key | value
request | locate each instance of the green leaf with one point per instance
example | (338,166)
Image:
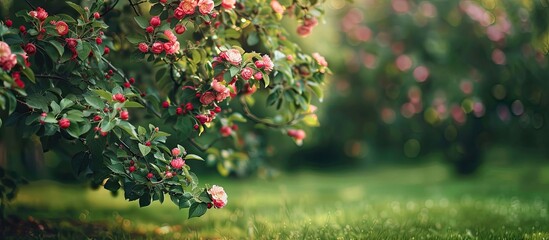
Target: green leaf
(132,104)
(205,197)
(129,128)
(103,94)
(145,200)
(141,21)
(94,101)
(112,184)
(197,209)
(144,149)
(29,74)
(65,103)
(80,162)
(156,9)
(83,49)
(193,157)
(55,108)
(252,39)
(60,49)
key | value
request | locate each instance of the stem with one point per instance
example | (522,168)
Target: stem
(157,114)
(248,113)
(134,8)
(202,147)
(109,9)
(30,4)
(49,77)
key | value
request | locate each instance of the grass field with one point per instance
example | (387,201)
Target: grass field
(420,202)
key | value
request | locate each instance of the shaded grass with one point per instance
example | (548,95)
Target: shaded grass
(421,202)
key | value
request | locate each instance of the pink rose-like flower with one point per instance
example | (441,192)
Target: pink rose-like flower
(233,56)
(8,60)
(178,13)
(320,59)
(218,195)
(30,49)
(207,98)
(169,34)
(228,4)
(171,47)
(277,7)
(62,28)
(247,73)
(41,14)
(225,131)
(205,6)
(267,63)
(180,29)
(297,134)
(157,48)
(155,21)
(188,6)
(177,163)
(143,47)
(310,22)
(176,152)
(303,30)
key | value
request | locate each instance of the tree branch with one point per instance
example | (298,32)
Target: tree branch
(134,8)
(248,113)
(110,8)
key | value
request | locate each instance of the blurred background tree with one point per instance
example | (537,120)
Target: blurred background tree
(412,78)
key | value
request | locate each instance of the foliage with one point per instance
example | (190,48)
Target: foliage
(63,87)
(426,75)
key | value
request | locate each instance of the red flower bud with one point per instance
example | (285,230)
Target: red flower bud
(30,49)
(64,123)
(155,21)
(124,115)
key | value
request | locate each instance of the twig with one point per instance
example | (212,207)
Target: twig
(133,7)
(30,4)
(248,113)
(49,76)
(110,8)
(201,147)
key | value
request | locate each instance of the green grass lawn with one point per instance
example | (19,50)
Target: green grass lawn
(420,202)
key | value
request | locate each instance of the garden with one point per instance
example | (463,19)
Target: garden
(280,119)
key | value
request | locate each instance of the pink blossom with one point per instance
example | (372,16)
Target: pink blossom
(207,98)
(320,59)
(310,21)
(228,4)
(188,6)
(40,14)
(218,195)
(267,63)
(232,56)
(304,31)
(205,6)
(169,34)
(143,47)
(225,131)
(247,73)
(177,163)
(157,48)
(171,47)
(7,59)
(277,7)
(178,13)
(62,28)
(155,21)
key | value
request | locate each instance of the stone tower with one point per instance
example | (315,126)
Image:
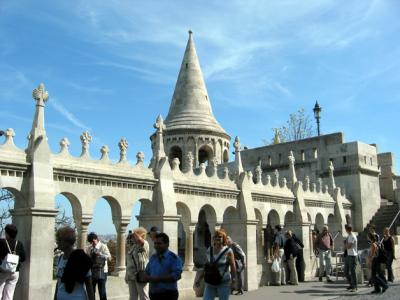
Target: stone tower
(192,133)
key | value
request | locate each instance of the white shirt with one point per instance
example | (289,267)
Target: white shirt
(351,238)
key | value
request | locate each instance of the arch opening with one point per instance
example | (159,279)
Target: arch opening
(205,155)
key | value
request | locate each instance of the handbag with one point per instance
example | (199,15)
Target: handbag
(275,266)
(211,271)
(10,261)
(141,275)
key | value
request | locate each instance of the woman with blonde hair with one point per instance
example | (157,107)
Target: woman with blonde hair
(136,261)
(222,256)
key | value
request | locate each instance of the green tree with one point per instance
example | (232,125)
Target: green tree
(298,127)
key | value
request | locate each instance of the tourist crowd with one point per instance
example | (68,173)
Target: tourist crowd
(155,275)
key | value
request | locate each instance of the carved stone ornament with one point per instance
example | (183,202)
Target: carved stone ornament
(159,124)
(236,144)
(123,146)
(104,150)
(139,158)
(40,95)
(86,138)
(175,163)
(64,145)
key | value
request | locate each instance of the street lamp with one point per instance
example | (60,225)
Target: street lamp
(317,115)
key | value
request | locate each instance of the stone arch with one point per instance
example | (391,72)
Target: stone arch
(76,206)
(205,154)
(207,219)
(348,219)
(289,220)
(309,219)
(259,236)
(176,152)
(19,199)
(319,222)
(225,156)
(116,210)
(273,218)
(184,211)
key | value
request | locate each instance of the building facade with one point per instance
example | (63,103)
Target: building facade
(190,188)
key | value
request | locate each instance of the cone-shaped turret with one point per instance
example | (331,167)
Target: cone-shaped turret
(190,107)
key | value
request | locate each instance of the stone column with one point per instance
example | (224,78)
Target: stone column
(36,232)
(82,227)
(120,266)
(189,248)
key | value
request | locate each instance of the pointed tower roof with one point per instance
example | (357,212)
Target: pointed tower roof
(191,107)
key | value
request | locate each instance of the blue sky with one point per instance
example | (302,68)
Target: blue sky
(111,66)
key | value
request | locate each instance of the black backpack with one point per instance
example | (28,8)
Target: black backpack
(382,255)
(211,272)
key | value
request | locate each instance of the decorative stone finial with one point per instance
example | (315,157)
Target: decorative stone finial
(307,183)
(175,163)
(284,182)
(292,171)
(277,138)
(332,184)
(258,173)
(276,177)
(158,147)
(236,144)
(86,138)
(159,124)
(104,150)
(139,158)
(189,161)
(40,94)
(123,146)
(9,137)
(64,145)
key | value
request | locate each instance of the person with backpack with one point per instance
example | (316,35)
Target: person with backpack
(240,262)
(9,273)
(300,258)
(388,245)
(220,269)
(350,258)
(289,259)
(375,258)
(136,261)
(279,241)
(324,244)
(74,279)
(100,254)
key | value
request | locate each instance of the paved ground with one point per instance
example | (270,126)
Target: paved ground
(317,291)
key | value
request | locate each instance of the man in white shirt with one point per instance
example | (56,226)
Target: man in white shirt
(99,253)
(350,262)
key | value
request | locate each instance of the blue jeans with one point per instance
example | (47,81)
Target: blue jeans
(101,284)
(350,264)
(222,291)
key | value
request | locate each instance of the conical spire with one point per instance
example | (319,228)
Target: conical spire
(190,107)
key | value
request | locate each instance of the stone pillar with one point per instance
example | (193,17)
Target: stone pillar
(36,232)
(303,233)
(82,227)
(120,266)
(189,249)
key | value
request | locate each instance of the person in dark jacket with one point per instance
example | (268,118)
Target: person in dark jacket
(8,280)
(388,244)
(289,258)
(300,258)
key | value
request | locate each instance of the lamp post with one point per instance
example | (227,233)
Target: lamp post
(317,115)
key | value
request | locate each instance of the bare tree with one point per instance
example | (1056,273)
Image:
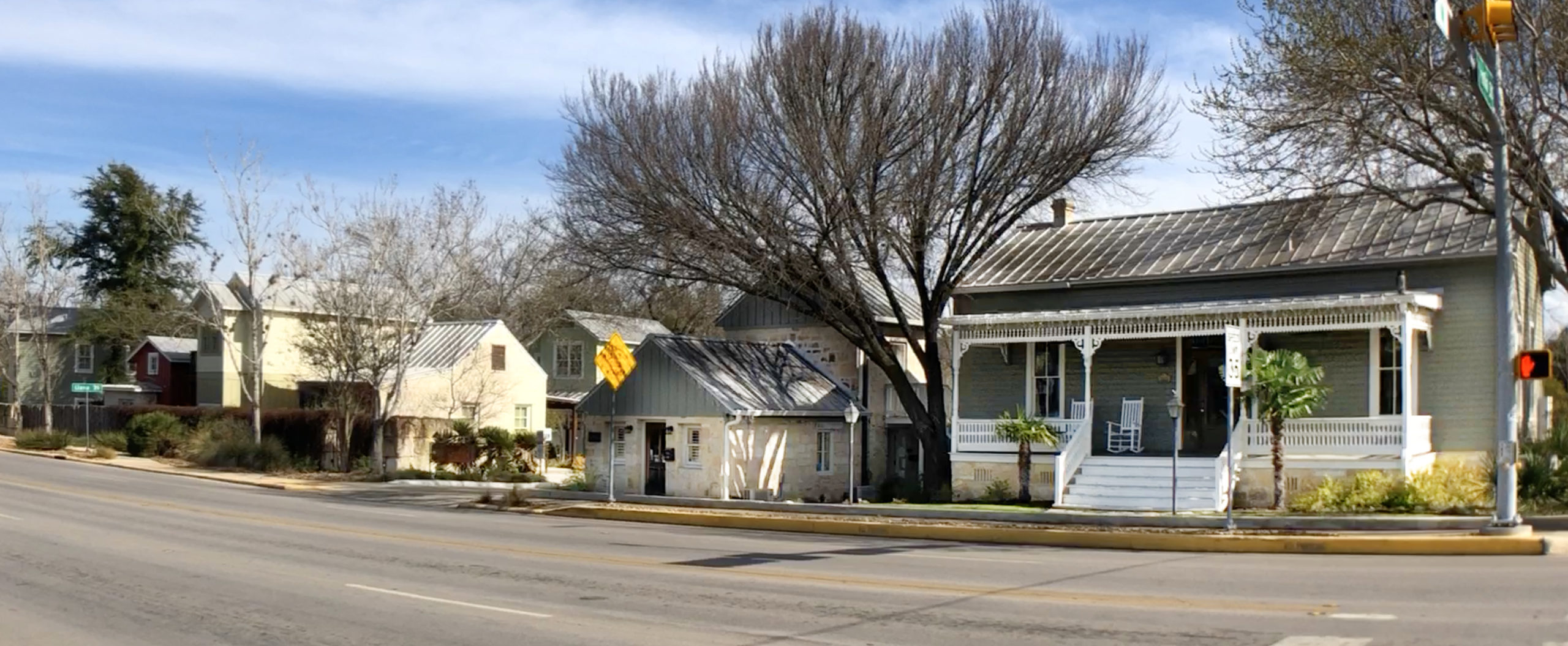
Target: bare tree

···

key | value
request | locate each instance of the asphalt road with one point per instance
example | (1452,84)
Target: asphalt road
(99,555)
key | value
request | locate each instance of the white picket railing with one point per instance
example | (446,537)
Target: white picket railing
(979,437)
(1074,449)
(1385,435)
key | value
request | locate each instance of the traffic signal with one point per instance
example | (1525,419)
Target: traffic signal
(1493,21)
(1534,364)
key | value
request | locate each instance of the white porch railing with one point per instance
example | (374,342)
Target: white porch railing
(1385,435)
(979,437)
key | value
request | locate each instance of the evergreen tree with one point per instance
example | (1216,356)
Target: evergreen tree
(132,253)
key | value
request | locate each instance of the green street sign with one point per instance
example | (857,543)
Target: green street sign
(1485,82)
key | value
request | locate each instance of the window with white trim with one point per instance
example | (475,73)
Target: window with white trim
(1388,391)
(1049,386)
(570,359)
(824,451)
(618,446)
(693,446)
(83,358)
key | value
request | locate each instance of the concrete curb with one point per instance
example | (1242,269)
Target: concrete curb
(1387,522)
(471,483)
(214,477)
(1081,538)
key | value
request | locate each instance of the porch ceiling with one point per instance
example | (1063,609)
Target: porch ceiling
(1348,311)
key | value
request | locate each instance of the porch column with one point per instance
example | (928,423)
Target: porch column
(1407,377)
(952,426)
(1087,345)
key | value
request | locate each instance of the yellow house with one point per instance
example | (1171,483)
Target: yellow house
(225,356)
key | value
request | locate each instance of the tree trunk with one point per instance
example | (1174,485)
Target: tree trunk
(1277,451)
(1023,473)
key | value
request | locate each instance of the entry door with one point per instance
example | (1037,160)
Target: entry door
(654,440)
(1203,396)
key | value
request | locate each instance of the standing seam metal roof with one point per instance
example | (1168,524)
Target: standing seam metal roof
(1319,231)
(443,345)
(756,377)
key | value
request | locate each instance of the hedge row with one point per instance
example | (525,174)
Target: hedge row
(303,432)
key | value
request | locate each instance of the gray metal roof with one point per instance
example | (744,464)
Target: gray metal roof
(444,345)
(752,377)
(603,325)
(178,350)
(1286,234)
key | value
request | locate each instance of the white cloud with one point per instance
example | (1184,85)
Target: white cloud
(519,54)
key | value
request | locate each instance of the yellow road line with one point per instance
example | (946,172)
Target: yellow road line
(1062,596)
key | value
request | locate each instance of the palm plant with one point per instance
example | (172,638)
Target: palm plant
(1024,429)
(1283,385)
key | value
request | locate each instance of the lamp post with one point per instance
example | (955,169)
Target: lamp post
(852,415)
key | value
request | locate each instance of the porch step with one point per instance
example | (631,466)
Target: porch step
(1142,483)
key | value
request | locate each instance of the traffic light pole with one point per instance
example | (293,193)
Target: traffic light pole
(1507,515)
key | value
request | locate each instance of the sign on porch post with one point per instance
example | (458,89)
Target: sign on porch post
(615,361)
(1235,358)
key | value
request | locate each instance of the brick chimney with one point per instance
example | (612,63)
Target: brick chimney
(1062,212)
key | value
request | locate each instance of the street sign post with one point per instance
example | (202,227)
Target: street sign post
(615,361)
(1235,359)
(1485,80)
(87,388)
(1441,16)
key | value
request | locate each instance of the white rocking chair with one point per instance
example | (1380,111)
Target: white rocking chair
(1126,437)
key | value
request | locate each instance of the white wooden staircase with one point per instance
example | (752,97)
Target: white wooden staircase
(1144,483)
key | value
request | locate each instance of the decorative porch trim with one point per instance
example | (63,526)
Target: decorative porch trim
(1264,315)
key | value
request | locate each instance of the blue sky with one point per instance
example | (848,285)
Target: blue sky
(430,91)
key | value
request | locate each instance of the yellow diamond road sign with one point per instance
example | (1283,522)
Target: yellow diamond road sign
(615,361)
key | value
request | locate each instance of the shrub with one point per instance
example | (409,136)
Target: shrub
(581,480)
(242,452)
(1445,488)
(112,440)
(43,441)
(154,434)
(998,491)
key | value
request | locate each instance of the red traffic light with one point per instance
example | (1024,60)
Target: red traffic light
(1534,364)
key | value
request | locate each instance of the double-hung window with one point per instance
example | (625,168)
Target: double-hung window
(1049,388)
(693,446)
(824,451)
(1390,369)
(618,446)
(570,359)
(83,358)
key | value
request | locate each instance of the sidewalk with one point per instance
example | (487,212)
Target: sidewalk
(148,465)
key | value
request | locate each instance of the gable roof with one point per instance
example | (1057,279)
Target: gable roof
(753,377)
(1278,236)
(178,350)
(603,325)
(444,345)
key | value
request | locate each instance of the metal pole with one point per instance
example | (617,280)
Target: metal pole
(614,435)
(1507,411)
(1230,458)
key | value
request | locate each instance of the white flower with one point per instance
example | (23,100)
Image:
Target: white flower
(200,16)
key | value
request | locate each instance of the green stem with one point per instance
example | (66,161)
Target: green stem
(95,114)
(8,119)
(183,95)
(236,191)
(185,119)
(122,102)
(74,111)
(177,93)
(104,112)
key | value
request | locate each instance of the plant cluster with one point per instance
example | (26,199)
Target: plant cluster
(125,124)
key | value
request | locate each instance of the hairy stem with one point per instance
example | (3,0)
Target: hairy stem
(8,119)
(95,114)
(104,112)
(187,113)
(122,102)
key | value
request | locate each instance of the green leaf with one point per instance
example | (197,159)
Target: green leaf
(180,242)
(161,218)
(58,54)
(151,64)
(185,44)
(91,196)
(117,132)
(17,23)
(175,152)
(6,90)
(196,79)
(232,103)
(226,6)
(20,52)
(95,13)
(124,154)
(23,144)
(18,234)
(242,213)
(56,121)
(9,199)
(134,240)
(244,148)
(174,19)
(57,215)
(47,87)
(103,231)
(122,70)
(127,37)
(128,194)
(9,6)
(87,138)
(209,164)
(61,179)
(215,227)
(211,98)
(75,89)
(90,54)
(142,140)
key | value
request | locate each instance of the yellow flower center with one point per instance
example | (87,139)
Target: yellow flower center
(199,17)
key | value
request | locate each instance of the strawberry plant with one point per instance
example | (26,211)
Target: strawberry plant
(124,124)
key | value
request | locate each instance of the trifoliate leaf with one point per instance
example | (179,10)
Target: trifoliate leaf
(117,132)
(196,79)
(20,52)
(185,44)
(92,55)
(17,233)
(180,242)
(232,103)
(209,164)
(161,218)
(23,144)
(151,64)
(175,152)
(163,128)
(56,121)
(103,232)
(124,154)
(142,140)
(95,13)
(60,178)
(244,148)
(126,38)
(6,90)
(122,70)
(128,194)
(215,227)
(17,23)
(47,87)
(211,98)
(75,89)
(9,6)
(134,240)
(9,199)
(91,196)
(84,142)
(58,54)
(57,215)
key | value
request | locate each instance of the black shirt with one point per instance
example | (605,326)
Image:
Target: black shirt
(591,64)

···

## JOB:
Return every line from the listing above that contains the string "standing", matching case exactly.

## CORRECT RESPONSE:
request | locate each instance of the standing seam metal roof with one point per instance
Target: standing seam metal roof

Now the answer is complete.